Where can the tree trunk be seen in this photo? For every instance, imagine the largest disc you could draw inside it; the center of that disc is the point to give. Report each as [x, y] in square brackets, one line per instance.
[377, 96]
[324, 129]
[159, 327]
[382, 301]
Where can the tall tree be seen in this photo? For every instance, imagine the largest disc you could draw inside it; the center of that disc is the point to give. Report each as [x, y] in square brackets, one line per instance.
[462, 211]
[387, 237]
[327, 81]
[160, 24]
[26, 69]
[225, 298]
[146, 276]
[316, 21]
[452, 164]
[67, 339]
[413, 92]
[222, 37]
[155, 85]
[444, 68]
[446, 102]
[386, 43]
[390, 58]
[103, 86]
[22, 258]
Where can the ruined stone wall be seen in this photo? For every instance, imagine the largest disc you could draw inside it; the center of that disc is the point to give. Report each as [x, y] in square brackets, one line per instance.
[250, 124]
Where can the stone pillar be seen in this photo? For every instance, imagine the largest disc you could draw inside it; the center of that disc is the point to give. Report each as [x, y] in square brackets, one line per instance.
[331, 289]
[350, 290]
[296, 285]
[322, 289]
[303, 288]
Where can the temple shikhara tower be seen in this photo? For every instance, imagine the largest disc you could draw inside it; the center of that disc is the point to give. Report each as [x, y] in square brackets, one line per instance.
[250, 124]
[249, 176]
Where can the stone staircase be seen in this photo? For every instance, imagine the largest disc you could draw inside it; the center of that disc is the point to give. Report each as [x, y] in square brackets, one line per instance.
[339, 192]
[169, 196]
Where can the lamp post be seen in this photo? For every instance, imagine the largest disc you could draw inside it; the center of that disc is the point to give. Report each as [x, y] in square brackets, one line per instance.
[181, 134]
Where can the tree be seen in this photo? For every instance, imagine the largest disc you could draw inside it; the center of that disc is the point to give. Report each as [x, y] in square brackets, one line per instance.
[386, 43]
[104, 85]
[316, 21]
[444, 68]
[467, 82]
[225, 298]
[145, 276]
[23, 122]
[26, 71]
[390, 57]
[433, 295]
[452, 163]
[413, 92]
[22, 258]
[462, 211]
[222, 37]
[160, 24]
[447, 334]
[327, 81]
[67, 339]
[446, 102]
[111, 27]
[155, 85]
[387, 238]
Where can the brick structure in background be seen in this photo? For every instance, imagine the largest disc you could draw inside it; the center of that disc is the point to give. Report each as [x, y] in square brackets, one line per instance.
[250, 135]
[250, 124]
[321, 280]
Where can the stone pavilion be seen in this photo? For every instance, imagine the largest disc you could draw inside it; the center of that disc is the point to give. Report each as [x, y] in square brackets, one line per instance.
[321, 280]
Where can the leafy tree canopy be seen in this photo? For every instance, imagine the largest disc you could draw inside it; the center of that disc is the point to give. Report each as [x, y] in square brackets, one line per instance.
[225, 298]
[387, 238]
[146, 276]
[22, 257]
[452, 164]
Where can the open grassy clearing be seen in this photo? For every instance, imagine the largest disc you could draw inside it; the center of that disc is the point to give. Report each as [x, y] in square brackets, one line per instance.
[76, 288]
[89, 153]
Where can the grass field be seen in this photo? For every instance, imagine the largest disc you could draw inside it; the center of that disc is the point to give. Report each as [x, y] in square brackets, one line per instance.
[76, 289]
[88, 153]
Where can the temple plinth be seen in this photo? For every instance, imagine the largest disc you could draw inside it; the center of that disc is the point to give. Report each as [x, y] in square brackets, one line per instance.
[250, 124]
....
Requirements:
Print the listing above in full, exactly as it is.

Solution:
Where can the tree trunk be seen in this photo? For every instance, imagine the largest disc you could draw inside it; the center of that disc is the point to give. Report each as [x, y] in square brackets, one line per instance.
[377, 96]
[324, 129]
[159, 327]
[382, 301]
Where can the tall tree be seen in this photo? For every instance, imagine the largest disc you could draw inside it; the center of that disc is the point to give. Report each as [x, y] in square brackets, one line per instance.
[462, 211]
[387, 237]
[327, 81]
[160, 24]
[26, 69]
[225, 298]
[146, 276]
[316, 21]
[452, 164]
[67, 339]
[413, 92]
[222, 37]
[155, 85]
[444, 68]
[446, 102]
[386, 43]
[390, 58]
[103, 86]
[22, 258]
Where can the ruined stone wall be seen in this photo? For every instance, imagine the largest disc you could draw inside it; the center of that disc is the point to give. Report each as [x, y] in square brackets, one line per instance.
[250, 124]
Where can the stone pillar be seen in this photo? For every instance, imagine the largest disc you could draw inside it; the center of that disc is the point to give. Report each as [x, y] in square brackets, one line per instance.
[331, 289]
[350, 290]
[296, 285]
[322, 289]
[303, 288]
Where can the temple shikhara tower be seen in this photo? For every instance, imagine the largest disc you could draw inside it; the center of that disc is the point to give. Report each as [x, y] in square brackets, one line per instance.
[250, 124]
[249, 176]
Where can the stone staircase be seen in this photo? For every instance, imagine the largest disc you could draw inside it; the center of that disc is the point to give. Report each as [x, y] in square brackets, one line per instance.
[339, 192]
[169, 196]
Where can the lamp post be seen in this photo? For every instance, imagine the largest disc you could draw inside it; the center of that disc is the point to give. Report each as [x, y] in square brackets, one line per instance.
[181, 134]
Where can the tree be seen in this photo? For every instance, imagine the largest disc you could draw inside it; the center of that disc is the point to give. Report each as [x, y] in square brackets, one line per instance.
[386, 43]
[104, 85]
[316, 21]
[444, 68]
[467, 82]
[225, 298]
[145, 276]
[23, 122]
[26, 71]
[390, 57]
[433, 295]
[452, 163]
[413, 92]
[22, 258]
[462, 211]
[222, 37]
[160, 24]
[447, 334]
[327, 81]
[67, 339]
[446, 102]
[111, 27]
[155, 85]
[387, 238]
Where can the brick structure in background be seen in this photo? For every instance, imagine the largest disc you could draw inside it; the center of that disc is the point to give. Report each as [x, y] in square brackets, one line per instance.
[250, 135]
[250, 124]
[321, 280]
Where can the stone pavilion be seen in this photo? For every instance, imagine the largest disc you could draw inside it; the center of that disc is the point to give. Report each as [x, y] in square brackets, one line per instance.
[321, 280]
Where can the leafy tree canopy be seen in this photo? For every instance, imagine the largest disc you could draw inside it; the center of that disc is the point to give. Report each as [x, y] in square brackets, one line per instance.
[225, 298]
[387, 238]
[146, 276]
[22, 257]
[452, 164]
Where can the open grassy clearing be seen in this photo? For every instance, imagine the largest disc you could draw inside it; the center of that disc is the point to give. Report each as [x, y] in square brackets, one line per instance.
[76, 288]
[89, 153]
Where can the grass field be seen in this photo? For every instance, imagine the largest disc you could draw inside it; the center of that disc is the point to give. Report each as [x, y] in square brackets, one line per instance.
[76, 289]
[88, 153]
Where can the temple plinth be seen in this photo? For every instance, imagine the largest disc you could draw inside it; the center of that disc is the point to give. Report each as [x, y] in square brackets, one line per instance.
[250, 124]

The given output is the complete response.